WHAT IS BEING ASKED → Look at the entries below and reproduce them exactly.

-- start --

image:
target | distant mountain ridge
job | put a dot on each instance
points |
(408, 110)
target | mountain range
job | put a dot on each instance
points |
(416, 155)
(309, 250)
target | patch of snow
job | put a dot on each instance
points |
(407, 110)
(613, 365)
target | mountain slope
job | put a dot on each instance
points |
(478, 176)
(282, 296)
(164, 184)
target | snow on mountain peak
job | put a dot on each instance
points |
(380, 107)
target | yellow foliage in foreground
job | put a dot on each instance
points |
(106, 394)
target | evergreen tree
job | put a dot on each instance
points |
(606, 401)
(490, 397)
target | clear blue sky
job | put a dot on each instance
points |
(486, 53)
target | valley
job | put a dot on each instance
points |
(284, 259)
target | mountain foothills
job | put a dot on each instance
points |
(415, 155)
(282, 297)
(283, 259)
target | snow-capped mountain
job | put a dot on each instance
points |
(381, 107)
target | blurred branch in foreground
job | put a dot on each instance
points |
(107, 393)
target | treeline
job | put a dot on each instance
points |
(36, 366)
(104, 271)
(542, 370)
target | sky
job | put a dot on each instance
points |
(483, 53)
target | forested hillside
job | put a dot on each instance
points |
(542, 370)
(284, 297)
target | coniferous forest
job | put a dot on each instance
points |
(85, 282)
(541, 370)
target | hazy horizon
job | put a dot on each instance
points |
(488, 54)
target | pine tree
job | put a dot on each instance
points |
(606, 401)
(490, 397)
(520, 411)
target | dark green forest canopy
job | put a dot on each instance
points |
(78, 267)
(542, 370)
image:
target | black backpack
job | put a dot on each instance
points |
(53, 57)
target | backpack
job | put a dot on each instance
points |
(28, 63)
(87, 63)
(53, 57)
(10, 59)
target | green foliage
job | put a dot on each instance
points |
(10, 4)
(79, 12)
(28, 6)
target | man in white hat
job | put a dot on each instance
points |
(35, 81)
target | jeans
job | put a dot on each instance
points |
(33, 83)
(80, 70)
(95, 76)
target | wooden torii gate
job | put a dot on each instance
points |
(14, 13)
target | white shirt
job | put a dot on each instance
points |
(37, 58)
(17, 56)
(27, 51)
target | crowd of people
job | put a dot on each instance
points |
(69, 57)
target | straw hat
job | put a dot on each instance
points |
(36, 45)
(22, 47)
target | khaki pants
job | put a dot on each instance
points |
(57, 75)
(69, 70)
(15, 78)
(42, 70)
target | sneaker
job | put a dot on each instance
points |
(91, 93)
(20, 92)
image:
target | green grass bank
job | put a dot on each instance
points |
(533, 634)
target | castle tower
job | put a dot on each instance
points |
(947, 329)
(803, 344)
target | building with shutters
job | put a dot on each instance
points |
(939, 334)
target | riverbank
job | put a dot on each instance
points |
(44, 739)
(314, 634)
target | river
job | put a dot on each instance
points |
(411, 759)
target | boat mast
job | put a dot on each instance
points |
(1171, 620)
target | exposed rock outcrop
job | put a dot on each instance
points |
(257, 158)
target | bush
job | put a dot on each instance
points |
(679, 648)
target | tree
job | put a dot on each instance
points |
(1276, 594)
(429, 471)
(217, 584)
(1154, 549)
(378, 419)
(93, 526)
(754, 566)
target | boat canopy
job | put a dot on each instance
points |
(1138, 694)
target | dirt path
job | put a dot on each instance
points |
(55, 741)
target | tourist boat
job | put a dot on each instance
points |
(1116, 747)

-- end --

FINAL ANSWER →
image:
target | distant mountain ridge
job | put a dot on each instance
points |
(408, 110)
target | mountain range
job | put a dot on each instance
points |
(416, 155)
(309, 250)
target | patch of snow
job | put a dot on each instance
points |
(407, 110)
(613, 365)
target | mountain slope
job | put a dot on each instance
points |
(478, 176)
(282, 296)
(164, 184)
target | snow on mountain peak
job | put a dot on each instance
points |
(380, 107)
target | yellow foliage in foreground
job | put a dot on each instance
points |
(106, 394)
target | evergreen tree
job | put a dot on each instance
points |
(606, 401)
(490, 397)
target | clear blue sky
job | put a dot on each instance
points |
(486, 53)
target | valley
job | put a dot on each instance
points |
(284, 259)
target | mountain foothills
job | put a dot on each instance
points |
(415, 155)
(282, 297)
(283, 259)
target | snow-capped mountain
job | put a dot on each instance
points |
(381, 107)
target | blurred branch in foreground
job | put a dot on each instance
points |
(107, 393)
target | treeline
job | put a dot on each instance
points |
(36, 366)
(104, 271)
(542, 370)
target | sky
job | put a dot on each instance
points |
(483, 53)
target | forested hillside
job | put a dot on each instance
points |
(542, 370)
(284, 297)
target | coniferous forest
job | put a dot on each instance
points |
(85, 282)
(541, 370)
target | hazy horizon
job | put a dot on each instance
points |
(488, 54)
target | pine tree
job | put a dot on each instance
points |
(606, 401)
(490, 397)
(520, 411)
target | dark green forest canopy
job | put a dot on each instance
points |
(78, 267)
(542, 370)
image:
target | black backpack
job | put a dot on each instance
points |
(53, 57)
target | backpack
job | put a dot on each instance
points |
(28, 63)
(87, 63)
(53, 57)
(10, 59)
target | green foliage
job | put a dot on each instance
points |
(10, 4)
(79, 12)
(28, 6)
target | man in white hat
job | put a dot on each instance
points |
(35, 81)
target | jeans
job | put a dot on each instance
points |
(33, 83)
(80, 70)
(95, 76)
target | wooden torii gate
job | put a dot on each instance
points |
(14, 13)
target | white shirt
job | put a dot on each instance
points |
(37, 58)
(17, 56)
(27, 51)
target | crowd of people
job | put a dot on each instance
points |
(69, 57)
target | straw hat
job | put a dot on each instance
points |
(36, 45)
(22, 47)
target | khaki pants
job | put a dot on each instance
points |
(57, 75)
(69, 70)
(15, 78)
(42, 70)
target | sneaker
job | put a dot on each instance
points |
(91, 93)
(20, 92)
image:
target | green grass bank
job | put a dot on each instance
points |
(533, 634)
target | castle tower
job | put a dot on each instance
points |
(947, 329)
(803, 344)
target | building with shutters
job | put a dot on each instance
points |
(939, 334)
target | riverbank
job | put a dot on each instance
points |
(44, 739)
(314, 634)
target | river
job | put a dot on each instance
points |
(411, 759)
target | boat mast
job | put a dot on each instance
points |
(1171, 620)
target | exposed rock outcrop
job | put a dot on each instance
points |
(257, 158)
target | bush
job | put a dot on each instance
points |
(679, 648)
target | tree
job | put a dot on each instance
points |
(1276, 594)
(429, 471)
(217, 584)
(1154, 549)
(378, 419)
(93, 526)
(754, 566)
target | boat canopy
job | put a dot on each instance
points |
(1138, 694)
target | dirt path
job | put a dot on each instance
points |
(55, 741)
target | tourist boat
job | put a dot on each instance
points |
(1116, 747)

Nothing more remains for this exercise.